Pull out every line of the entries that contains the string "cloud", copying each one in full. Case counts.

════

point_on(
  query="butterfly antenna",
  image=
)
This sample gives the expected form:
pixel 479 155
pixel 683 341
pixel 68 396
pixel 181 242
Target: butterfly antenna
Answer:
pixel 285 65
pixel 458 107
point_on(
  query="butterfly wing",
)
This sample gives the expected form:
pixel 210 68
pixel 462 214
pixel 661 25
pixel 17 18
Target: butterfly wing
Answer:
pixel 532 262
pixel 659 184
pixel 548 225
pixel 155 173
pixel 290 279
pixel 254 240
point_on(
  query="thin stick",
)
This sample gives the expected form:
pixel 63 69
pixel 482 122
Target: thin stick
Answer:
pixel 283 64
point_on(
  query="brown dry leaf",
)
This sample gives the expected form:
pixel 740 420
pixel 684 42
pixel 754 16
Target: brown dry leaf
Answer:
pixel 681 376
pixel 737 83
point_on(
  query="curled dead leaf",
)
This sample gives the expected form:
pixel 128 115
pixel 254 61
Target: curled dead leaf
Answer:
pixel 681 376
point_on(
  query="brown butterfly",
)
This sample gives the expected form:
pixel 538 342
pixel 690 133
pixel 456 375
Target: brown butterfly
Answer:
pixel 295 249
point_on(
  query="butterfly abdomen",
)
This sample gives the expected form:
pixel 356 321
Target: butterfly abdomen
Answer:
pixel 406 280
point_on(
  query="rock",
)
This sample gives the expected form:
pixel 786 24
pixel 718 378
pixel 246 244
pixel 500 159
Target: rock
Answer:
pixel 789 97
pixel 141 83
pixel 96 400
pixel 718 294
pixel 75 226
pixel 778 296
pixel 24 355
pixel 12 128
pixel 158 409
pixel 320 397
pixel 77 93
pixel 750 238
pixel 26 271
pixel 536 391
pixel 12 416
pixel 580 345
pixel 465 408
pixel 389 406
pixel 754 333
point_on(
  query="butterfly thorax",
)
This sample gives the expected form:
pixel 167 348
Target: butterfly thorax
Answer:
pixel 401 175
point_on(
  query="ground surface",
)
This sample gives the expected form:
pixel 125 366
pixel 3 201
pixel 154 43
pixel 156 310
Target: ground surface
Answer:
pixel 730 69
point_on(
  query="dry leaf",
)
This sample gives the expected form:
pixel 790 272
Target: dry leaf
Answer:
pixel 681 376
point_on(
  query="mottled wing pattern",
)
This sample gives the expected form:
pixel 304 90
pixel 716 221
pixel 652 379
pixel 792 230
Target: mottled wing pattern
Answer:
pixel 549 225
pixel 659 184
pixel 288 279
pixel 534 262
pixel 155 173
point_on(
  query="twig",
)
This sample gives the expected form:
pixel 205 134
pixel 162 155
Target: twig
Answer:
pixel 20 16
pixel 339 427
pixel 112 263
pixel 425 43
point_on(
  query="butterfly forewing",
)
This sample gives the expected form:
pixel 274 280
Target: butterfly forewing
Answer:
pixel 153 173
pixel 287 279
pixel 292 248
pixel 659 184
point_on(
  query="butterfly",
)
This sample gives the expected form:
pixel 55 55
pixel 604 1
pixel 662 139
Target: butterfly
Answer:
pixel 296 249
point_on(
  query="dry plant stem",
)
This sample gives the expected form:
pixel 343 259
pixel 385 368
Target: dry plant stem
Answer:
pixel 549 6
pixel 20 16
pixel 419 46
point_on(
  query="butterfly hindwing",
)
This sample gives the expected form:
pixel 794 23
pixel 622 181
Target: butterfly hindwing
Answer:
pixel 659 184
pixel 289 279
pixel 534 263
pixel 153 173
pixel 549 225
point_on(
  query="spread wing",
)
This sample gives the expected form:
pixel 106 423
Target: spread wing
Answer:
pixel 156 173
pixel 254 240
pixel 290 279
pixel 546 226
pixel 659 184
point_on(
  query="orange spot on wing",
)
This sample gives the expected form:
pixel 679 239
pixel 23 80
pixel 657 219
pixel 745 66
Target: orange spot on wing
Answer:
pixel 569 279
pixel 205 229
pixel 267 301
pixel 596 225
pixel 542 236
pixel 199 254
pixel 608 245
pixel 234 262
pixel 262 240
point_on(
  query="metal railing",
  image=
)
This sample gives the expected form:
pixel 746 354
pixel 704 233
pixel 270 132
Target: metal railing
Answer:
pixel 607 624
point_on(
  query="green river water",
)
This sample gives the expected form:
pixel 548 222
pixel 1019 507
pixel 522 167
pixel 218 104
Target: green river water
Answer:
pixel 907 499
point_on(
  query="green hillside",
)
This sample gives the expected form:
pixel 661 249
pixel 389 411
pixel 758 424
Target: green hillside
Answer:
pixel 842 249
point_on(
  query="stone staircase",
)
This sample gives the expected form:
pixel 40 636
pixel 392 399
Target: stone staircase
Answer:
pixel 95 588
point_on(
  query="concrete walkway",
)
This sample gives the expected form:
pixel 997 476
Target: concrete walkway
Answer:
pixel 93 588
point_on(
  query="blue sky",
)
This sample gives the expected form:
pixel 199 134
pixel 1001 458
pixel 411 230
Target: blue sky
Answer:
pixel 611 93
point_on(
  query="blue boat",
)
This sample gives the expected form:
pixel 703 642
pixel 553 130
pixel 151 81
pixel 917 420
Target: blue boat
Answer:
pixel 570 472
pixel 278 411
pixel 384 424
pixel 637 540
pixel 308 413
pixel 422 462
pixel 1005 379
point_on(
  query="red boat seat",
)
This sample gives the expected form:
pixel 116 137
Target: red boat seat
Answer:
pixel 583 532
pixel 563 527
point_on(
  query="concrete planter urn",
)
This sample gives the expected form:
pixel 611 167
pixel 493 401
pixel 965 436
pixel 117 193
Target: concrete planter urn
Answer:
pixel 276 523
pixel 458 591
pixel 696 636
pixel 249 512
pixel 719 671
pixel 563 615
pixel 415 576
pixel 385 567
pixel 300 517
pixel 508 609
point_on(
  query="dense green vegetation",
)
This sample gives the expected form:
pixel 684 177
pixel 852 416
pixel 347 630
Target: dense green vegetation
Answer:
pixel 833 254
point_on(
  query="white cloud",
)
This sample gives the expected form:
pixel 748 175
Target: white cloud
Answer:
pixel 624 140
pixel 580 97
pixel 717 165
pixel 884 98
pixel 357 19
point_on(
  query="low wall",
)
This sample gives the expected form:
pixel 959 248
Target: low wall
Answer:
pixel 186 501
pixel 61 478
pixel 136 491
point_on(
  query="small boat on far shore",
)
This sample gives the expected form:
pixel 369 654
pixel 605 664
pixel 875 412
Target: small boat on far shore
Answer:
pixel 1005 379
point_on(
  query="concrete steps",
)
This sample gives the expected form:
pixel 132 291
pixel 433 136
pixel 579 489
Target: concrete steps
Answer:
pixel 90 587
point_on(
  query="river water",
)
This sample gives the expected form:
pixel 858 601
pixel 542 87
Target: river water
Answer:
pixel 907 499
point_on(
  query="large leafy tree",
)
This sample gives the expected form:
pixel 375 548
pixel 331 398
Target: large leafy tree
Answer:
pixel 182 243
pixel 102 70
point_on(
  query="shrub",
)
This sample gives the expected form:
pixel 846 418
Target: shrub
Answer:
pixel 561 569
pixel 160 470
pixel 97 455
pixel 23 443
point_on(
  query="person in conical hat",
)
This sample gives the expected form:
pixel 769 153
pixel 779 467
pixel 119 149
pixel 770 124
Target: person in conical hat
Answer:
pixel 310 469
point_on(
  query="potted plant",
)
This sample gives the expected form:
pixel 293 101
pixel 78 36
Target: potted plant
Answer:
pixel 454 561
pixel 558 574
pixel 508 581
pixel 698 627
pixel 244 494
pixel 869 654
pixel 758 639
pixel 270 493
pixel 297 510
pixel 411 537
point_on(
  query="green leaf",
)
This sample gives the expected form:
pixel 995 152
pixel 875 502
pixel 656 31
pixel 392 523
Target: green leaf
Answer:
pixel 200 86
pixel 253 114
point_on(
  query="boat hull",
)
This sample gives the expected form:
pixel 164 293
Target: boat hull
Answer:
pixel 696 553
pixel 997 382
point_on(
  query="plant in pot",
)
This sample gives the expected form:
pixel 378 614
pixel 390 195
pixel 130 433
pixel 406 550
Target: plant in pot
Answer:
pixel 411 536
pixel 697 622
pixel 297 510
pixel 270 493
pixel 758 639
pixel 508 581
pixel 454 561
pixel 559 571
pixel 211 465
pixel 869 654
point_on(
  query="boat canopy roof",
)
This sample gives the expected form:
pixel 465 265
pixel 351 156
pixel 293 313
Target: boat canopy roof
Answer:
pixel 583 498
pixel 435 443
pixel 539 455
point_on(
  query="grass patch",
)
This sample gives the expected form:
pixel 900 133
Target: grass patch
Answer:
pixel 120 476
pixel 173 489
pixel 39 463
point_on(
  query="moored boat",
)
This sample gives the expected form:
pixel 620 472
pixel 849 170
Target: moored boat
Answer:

════

- [Answer for the task]
  query="white cloud",
Target: white cloud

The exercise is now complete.